── Information shown

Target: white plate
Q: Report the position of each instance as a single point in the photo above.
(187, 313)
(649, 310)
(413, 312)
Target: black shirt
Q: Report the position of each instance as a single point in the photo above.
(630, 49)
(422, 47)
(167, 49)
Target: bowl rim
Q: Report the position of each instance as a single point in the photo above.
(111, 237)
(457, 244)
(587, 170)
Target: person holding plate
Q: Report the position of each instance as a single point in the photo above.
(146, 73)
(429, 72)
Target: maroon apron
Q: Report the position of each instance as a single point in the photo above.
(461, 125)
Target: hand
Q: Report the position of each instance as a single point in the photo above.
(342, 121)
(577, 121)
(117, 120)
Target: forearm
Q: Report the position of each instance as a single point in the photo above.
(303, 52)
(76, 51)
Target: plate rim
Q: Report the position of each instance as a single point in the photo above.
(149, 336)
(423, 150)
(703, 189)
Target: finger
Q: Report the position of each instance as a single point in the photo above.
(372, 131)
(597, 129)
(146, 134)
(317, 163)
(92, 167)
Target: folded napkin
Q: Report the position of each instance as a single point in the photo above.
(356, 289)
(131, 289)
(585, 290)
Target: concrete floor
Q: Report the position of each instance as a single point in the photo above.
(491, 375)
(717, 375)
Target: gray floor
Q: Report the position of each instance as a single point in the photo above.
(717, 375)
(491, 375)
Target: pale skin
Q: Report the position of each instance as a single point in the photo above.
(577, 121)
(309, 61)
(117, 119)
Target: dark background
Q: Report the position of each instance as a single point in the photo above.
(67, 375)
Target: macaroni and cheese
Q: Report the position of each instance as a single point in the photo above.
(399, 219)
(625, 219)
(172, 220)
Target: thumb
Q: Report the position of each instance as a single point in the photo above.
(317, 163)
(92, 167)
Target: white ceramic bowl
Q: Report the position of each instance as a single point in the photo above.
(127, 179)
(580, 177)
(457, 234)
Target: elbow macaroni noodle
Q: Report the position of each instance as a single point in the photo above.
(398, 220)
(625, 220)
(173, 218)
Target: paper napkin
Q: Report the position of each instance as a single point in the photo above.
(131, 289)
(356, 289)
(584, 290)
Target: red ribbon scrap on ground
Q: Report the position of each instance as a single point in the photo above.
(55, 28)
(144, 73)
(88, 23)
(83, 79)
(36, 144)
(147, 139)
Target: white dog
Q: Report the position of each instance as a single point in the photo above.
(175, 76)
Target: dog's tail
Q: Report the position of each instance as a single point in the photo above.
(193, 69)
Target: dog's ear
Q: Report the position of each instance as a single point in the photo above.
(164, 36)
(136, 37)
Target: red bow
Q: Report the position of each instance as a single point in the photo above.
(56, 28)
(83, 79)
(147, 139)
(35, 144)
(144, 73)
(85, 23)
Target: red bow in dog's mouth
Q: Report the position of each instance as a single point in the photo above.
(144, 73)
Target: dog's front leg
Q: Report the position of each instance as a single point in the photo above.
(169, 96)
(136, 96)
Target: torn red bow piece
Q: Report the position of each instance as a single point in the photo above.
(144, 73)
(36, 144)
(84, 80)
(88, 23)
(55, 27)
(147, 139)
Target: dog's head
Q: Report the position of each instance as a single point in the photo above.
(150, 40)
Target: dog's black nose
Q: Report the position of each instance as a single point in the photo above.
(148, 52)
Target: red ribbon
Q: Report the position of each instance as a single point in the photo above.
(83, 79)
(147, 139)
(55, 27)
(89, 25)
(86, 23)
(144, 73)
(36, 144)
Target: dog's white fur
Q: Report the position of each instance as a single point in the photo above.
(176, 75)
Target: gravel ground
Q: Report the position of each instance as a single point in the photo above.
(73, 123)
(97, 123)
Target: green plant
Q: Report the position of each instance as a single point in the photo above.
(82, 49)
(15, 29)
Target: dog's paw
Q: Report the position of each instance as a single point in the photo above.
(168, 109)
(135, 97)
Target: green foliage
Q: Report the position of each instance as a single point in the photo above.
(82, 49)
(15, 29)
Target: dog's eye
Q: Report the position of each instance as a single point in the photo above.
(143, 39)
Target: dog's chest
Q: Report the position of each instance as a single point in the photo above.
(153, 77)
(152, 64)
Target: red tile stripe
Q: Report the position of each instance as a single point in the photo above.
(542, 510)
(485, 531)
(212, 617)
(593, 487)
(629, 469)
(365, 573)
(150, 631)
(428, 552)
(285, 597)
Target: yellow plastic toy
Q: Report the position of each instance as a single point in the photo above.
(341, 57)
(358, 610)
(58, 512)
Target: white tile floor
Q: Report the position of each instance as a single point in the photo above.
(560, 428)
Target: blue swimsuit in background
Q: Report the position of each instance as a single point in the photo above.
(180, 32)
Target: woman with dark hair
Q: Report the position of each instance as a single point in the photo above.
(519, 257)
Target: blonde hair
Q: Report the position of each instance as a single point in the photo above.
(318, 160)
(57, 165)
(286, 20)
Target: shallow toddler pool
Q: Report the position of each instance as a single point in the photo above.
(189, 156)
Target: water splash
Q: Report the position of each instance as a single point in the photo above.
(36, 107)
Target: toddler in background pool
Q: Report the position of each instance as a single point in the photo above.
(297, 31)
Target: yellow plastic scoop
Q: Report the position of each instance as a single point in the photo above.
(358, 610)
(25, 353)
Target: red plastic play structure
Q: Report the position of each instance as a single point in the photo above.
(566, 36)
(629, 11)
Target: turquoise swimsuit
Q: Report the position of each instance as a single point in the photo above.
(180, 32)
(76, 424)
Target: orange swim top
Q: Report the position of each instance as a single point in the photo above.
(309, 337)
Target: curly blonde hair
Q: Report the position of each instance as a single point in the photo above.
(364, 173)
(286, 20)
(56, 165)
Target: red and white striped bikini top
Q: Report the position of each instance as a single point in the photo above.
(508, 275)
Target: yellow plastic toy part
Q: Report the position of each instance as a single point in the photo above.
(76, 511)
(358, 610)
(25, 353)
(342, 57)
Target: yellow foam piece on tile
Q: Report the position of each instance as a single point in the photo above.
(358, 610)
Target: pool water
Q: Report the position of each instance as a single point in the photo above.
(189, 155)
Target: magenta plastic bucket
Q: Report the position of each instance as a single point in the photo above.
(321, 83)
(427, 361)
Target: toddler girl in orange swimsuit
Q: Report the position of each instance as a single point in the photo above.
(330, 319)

────

**Stated exercise**
Copy every one of the lines above word for word, leaving nothing out and changing nothing.

**Response to the task**
Target: white plate
Q: Report the position of each instance as a single point in the photo above.
(187, 313)
(649, 310)
(413, 312)
Target: black shirt
Q: Report the position of each instance as a single point in the photo above.
(630, 49)
(422, 47)
(167, 49)
Target: bowl rim
Q: Report the position of each instance as a single point in the photo above.
(111, 237)
(457, 244)
(587, 170)
Target: person holding plate
Q: Report the position of each instance as a single point in the photo above.
(146, 73)
(429, 72)
Target: maroon apron
Q: Report the position of each instance as a single point in the photo above.
(461, 125)
Target: hand
Q: Report the position of each instance as a single point in the photo above.
(342, 121)
(577, 121)
(117, 120)
Target: forearm
Q: Report the position of each instance as a single point in the photo above.
(303, 52)
(76, 51)
Target: plate rim
Q: Report the position of each instance as a single point in the photo above.
(149, 336)
(423, 150)
(703, 189)
Target: finger
Q: Report the position of each instance as a single point in the photo above.
(372, 131)
(597, 129)
(146, 134)
(317, 163)
(92, 167)
Target: folded napkin
Q: Report the position of each instance as a single point in the photo above.
(356, 289)
(131, 289)
(585, 290)
Target: concrete floor
Q: Report the position of each instance as a single point in the photo above.
(491, 375)
(717, 375)
Target: gray floor
Q: Report the position of each instance as a single point in the photo above.
(717, 375)
(491, 375)
Target: pale skin
Q: Report the position of each instance as a single point in the photo above.
(577, 121)
(309, 61)
(117, 119)
Target: dark background
Q: Report the position of each instance as a single point in the photo above.
(67, 375)
Target: macaroni and cheese
Q: Report the position of each instance as a single point in the photo above.
(399, 219)
(625, 219)
(172, 220)
Target: thumb
Q: Report the position of each instance as a single point in the photo above.
(317, 163)
(92, 167)
Target: white ceramic bowl
Q: Report the position of each instance as a single point in the photo above.
(127, 179)
(580, 177)
(457, 234)
Target: elbow macaroni noodle
Q: Report the position of each instance as a single point in the photo above.
(398, 220)
(625, 220)
(173, 218)
Target: paper napkin
Q: Report the position of each instance as a single point in the photo above.
(131, 289)
(356, 289)
(584, 290)
Target: red ribbon scrap on ground
Q: Report the position of each instance as a single point in the photo above.
(55, 28)
(144, 73)
(88, 23)
(83, 79)
(36, 144)
(147, 139)
Target: white dog
Q: Report the position of each instance as a single point in the photo above.
(175, 76)
Target: dog's tail
Q: Report the position of each instance as a single point in the photo above.
(193, 69)
Target: dog's ear
Q: Report the position of each instance as a single point in the photo above.
(164, 36)
(136, 37)
Target: red bow
Q: Report the position of each instance as a single point in the photo above.
(56, 28)
(83, 79)
(147, 139)
(35, 144)
(144, 73)
(85, 23)
Target: red bow in dog's mouth
Q: Report the position of each instance as a single point in the photo above.
(144, 73)
Target: dog's front leg
Q: Report the position of each instance as a single point in the photo above.
(169, 96)
(136, 96)
Target: torn red bow piece
Q: Report the position of each instance as a single point in the photo above.
(144, 73)
(36, 144)
(84, 80)
(88, 23)
(55, 27)
(147, 139)
Target: dog's head
Q: Report the position of each instance as a single point in the photo above.
(150, 40)
Target: dog's black nose
Q: Report the position of each instance as a single point in the photo above.
(148, 52)
Target: red ribbon
Q: Report the position of each instance as a single point in the photo above.
(83, 79)
(147, 139)
(55, 27)
(89, 25)
(86, 23)
(144, 73)
(36, 144)
Target: dog's white fur
Q: Report the position of each instance as a single point in the photo above.
(176, 75)
Target: gravel ground
Q: Report the position of each instance as a single point in the photo above.
(73, 123)
(97, 123)
Target: green plant
Q: Report the position of each instance as a single point in the photo above.
(82, 49)
(15, 29)
Target: dog's paw
Q: Report the position of each instance as a single point in the photo above.
(168, 109)
(135, 97)
Target: green foliage
Q: Report the position of each instance as a single point in the photo above.
(82, 49)
(15, 29)
Target: dog's eye
Q: Report the position of each instance as a single point in the photo above.
(143, 39)
Target: dog's chest
Q: Report the position of each instance as a single point in the photo above.
(153, 77)
(152, 64)
Target: red tile stripe
Q: Report the position of each instance as a single point in the photo above.
(542, 510)
(485, 531)
(212, 617)
(593, 487)
(629, 469)
(365, 573)
(150, 631)
(428, 552)
(285, 597)
Target: yellow plastic toy
Q: Report the position of each instance as a single point in the photo above.
(341, 57)
(358, 610)
(58, 512)
Target: white tile floor
Q: Report the position of each instance as a single point in the photo above.
(560, 428)
Target: blue swimsuit in background
Q: Report the position of each instance as a single point in the photo above.
(180, 32)
Target: woman with dark hair
Q: Report the position of each instance as a single point in the photo above.
(519, 257)
Target: blonde hair
Q: Report the position of each instance as a single point in the photo above.
(318, 160)
(57, 165)
(286, 20)
Target: shallow toddler pool
Q: Report the position of each instance as a single point in the photo above.
(189, 156)
Target: water splash
Q: Report the position of each instance as a single point in the photo above.
(36, 107)
Target: toddler in background pool
Q: Report the position of each instance as a single point in the photo above.
(297, 31)
Target: yellow plastic scoop
Q: Report the position of each instance as a single point in the photo above.
(358, 610)
(25, 353)
Target: red plastic play structure
Q: Report the position of each instance as a single point in the photo above.
(566, 36)
(629, 11)
Target: turquoise swimsuit
Q: Report the position of each instance as a single point in the photo above.
(180, 32)
(76, 424)
Target: orange swim top
Q: Report the position of each instance as a single point in the photo above.
(309, 337)
Target: curly blonde hair
Q: Report the position of each instance as a single point in the photo above.
(364, 173)
(286, 20)
(56, 165)
Target: red and white striped bikini top
Q: Report the position of each instance as a single point in the photo above.
(508, 275)
Target: yellow plastic toy part
Q: Report the position of each instance as a single point in the photo above.
(76, 511)
(358, 610)
(25, 353)
(342, 57)
Target: yellow foam piece on tile
Q: Report the position of each instance as a single point in the photo above.
(358, 610)
Target: pool water
Q: Report the position of each instance as a single point in the photo above.
(189, 155)
Target: magenta plastic bucket
Q: Report the position of each instance as a single point in the photo above.
(321, 83)
(427, 361)
Target: toddler girl in orange swimsuit
Q: Report the position of each instance as a single point in the photo above.
(330, 319)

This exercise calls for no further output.